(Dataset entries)
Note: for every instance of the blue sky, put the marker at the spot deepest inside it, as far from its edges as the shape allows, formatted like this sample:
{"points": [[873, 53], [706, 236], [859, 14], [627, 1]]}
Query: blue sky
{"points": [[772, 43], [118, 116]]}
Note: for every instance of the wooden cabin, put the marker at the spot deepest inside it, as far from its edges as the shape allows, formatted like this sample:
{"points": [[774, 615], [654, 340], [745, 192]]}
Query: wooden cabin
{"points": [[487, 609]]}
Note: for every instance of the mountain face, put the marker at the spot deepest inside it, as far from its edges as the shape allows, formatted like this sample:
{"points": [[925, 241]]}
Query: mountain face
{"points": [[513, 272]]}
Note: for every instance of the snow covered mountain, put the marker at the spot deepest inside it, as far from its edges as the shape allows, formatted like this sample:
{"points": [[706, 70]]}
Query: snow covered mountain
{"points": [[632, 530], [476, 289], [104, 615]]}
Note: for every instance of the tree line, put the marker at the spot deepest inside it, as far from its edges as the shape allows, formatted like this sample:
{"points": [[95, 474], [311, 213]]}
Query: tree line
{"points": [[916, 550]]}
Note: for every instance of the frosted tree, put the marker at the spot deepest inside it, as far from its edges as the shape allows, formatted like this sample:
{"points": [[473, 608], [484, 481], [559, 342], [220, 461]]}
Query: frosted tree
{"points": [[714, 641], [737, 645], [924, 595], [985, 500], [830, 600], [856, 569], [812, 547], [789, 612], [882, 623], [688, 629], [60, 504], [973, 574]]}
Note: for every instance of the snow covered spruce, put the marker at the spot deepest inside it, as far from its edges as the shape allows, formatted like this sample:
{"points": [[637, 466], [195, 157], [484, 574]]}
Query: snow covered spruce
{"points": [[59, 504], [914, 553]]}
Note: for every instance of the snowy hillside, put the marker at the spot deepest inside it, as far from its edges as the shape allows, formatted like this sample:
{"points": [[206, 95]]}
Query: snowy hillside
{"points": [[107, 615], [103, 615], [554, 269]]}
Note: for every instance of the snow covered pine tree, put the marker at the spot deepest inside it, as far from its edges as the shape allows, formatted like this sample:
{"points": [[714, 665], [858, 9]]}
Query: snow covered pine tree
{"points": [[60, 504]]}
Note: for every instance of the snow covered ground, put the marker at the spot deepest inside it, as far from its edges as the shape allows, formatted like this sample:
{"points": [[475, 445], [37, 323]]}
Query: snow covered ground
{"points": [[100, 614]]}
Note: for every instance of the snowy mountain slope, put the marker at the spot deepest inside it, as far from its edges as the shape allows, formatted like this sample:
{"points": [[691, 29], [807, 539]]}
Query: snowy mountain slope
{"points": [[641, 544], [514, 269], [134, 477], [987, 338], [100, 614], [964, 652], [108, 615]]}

What is needed
Go through the data and copy each line exactly as it reads.

Answer to the exercise
Note: for every instance of the blue sky, put the marker at the spot deepest inside it, as far from its edges as the shape allows, formatted like this sample:
{"points": [[873, 53], [706, 236], [859, 14], [627, 1]]}
Query: blue sky
{"points": [[772, 43], [118, 116]]}
Note: for every instance of the wooden cabin, put the marker at the spot deepest inside it, as far from its edges as the shape allows, formatted like this sample:
{"points": [[774, 615], [654, 340], [745, 192]]}
Query: wooden cabin
{"points": [[487, 609]]}
Note: for every instance of the mountain face, put the marker at the spot deepest inside it, as far from its edges as the shape allows, formatted like this sample:
{"points": [[925, 241]]}
Query: mountain face
{"points": [[513, 272]]}
Note: for every instance of the snow covered mountain, put the marker at the spot deepest inside it, as far from its edges as the shape allows, formatted like this sample:
{"points": [[706, 70]]}
Query: snow covered mountain
{"points": [[632, 530], [476, 289], [104, 615]]}
Note: for every instance of the tree line, put the marker at the spot deepest inside it, as far from its edges as the shape allows, formatted like this sample:
{"points": [[95, 474], [311, 213]]}
Query: tree line
{"points": [[916, 550]]}
Note: for every instance of the frosted tree, put the marker at the spot deepest inside it, as far from its edges as the shape allows, formatted like this sample:
{"points": [[473, 608], [484, 481], [559, 342], [220, 461]]}
Query: frosted tree
{"points": [[714, 641], [737, 645], [924, 595], [985, 500], [830, 600], [856, 569], [812, 547], [789, 612], [882, 623], [688, 629], [60, 504], [973, 574]]}
Note: for every instance of the snow covered spruce, put the marker at the spot deepest inside it, as far from its edges as the shape allows, formatted like this sample:
{"points": [[637, 466], [195, 157], [484, 574]]}
Query: snow covered spruce
{"points": [[59, 504], [914, 553]]}
Note: for every instance of the snowy hillside, put the marker at the spot deepest inside it, as far from its edges as the shape allows, formatted like this sample:
{"points": [[206, 95]]}
Query: snowy hillside
{"points": [[107, 615], [103, 615], [554, 269]]}
Note: for every instance of the snow covered pine tree, put the marker at the spot deepest inside it, as far from its edges as the shape allows, formatted like this sample:
{"points": [[714, 665], [858, 9]]}
Query: snow covered pine tree
{"points": [[60, 504]]}
Note: for every instance of the snow covered ground, put the marker at the spot deepest inside it, as far from its edges as the shape allows, formatted like this sample:
{"points": [[475, 445], [37, 323]]}
Query: snow covered ground
{"points": [[100, 614]]}
Note: for every instance of the snowy mountain slope, put the marker at the spot deepest inside it, as far from its edges as the shape allows, formatted like this sample:
{"points": [[691, 29], [807, 539]]}
Query: snowy mountain slope
{"points": [[641, 544], [514, 269], [134, 477], [987, 338], [100, 614], [964, 652], [108, 615]]}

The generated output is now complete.